Transcribe all of the entries below word for word, leaving the pictures out of your copy.
***** Provided material *****
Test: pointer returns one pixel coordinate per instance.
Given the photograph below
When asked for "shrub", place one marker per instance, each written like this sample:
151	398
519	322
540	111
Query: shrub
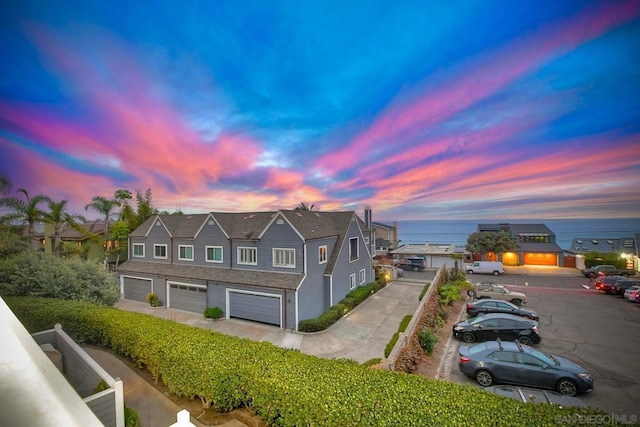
405	322
392	343
372	362
424	291
448	294
427	339
131	417
350	301
283	387
152	299
37	274
213	313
*****
■ Answer to this task:
Test: pointer returns one pixel coordinate per instance.
Given the photograph below
When asked for "shrub", place one marker per instance, each written like this sample:
151	398
519	322
540	111
Query: shrub
405	322
392	343
372	362
424	291
448	294
427	339
131	417
350	301
283	387
152	299
37	274
213	313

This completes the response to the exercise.